→ **Your assignment**:
Both the line below containing "x=168 y=291" and the line containing "Practice. Place a marker on each instance of the bicycle frame", along with every line between them, should be repeated exactly; no other line belongs in the answer.

--- Supplied material ---

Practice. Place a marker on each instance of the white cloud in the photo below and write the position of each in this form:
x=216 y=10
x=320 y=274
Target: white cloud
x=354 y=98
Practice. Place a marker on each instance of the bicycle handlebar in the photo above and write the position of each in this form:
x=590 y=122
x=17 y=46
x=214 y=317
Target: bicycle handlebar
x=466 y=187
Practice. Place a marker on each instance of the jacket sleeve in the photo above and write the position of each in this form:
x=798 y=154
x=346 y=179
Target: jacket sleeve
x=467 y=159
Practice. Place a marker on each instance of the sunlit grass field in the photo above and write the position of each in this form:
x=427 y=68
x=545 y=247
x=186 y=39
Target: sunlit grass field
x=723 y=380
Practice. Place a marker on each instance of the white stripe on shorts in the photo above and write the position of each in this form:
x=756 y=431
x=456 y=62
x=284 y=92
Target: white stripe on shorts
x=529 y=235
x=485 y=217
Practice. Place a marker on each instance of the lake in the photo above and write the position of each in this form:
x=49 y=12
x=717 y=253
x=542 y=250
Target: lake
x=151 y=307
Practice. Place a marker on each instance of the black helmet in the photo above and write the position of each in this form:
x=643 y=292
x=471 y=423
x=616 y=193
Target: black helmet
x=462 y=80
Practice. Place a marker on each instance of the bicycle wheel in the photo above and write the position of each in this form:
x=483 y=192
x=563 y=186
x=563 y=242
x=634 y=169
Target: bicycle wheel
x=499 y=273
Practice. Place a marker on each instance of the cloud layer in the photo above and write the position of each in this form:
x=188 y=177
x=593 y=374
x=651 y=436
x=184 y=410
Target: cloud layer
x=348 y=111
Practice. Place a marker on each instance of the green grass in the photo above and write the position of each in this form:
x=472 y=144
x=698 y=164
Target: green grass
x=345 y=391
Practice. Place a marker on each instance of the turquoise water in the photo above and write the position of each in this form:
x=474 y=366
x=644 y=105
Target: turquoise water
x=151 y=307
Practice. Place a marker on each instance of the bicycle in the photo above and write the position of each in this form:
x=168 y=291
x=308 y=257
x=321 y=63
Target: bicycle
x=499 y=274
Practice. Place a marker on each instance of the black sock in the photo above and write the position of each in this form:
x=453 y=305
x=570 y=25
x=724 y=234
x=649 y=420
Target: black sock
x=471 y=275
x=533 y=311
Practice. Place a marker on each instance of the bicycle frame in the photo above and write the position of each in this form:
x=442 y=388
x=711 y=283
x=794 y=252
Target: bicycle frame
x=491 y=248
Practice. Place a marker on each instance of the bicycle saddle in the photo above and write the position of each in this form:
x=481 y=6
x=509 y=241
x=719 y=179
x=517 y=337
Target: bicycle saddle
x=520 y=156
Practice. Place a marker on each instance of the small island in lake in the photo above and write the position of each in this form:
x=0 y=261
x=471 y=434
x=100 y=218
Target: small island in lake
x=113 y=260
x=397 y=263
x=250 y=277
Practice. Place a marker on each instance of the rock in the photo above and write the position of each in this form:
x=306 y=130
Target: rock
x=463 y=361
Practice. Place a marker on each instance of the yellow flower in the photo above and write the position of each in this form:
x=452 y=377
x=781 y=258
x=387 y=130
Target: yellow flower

---

→ **Output for this exercise**:
x=168 y=291
x=308 y=257
x=321 y=63
Target: bicycle
x=499 y=274
Practice. Place a marker on each instance of the black sock in the photo above and write the position of each in this form:
x=453 y=305
x=570 y=25
x=724 y=234
x=649 y=420
Target: black sock
x=471 y=275
x=533 y=311
Practice. Place a marker on each instance of the bicycle frame in the photo above and write the position of each in this form:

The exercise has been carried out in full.